-- What you need to do --
A stretch of the entries below is to be set down exactly, running from the line with "ceiling fan in" through the line with "ceiling fan motor", both included, and no other line.

[[ Exercise data, beginning ]]

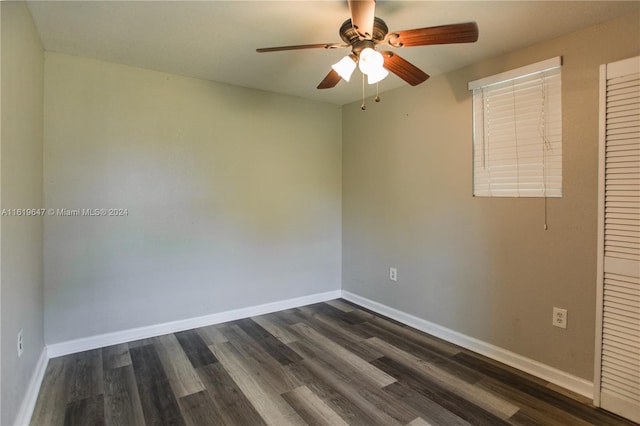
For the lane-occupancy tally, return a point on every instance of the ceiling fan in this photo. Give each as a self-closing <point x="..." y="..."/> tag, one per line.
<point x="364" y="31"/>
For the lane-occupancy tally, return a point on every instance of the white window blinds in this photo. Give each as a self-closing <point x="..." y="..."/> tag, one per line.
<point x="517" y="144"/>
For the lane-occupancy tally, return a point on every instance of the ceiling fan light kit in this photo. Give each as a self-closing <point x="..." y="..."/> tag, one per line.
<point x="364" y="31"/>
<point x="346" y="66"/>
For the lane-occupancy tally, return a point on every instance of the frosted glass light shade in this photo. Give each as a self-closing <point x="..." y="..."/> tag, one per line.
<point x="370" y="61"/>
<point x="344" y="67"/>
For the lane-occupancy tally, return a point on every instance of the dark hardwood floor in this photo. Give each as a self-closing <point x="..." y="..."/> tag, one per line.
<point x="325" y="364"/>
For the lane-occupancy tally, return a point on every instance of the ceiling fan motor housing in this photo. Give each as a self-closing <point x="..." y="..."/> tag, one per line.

[[ Exercise data, end ]]
[[ Exercise data, beginning ]]

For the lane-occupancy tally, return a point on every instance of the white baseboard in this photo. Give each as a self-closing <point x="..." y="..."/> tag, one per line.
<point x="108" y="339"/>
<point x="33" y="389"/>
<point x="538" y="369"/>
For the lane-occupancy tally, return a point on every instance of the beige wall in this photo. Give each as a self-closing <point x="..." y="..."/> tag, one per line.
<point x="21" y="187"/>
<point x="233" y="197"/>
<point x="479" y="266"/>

[[ Exercise data, end ]]

-- Output of the task --
For the lane-occupancy tally, return a point on every instance of the ceiling fan in this photo. Give each as a self-closing <point x="..." y="..."/> tag, one per line.
<point x="364" y="31"/>
For the lane-occupancy tally, return a point on every instance of the white window blinds in this photo. Give each as a self-closing <point x="..." y="..."/> tag, one per line.
<point x="517" y="144"/>
For the lane-occupancy tally, return a point on every instance of the ceiling fan light kit in this photo. Give each as a self-closing <point x="..." y="..."/> tag, one per line.
<point x="364" y="31"/>
<point x="346" y="66"/>
For the lane-occupancy tally, return a point on every instance of the frosted glass light shade in this photo. Give each as a self-closing <point x="..." y="..."/> tag, one per line.
<point x="370" y="61"/>
<point x="344" y="67"/>
For the lane-occupancy tally, return a point on every instance of the dark hardwood floor in this photo. Give each as a self-closing <point x="..." y="..."/> tag, one per line.
<point x="325" y="364"/>
For the lane-occupancy tally, return a point on every instance of the ceiling fan motor housing in this photo. Give each as a self-closing <point x="..." y="..."/> tag, one per line.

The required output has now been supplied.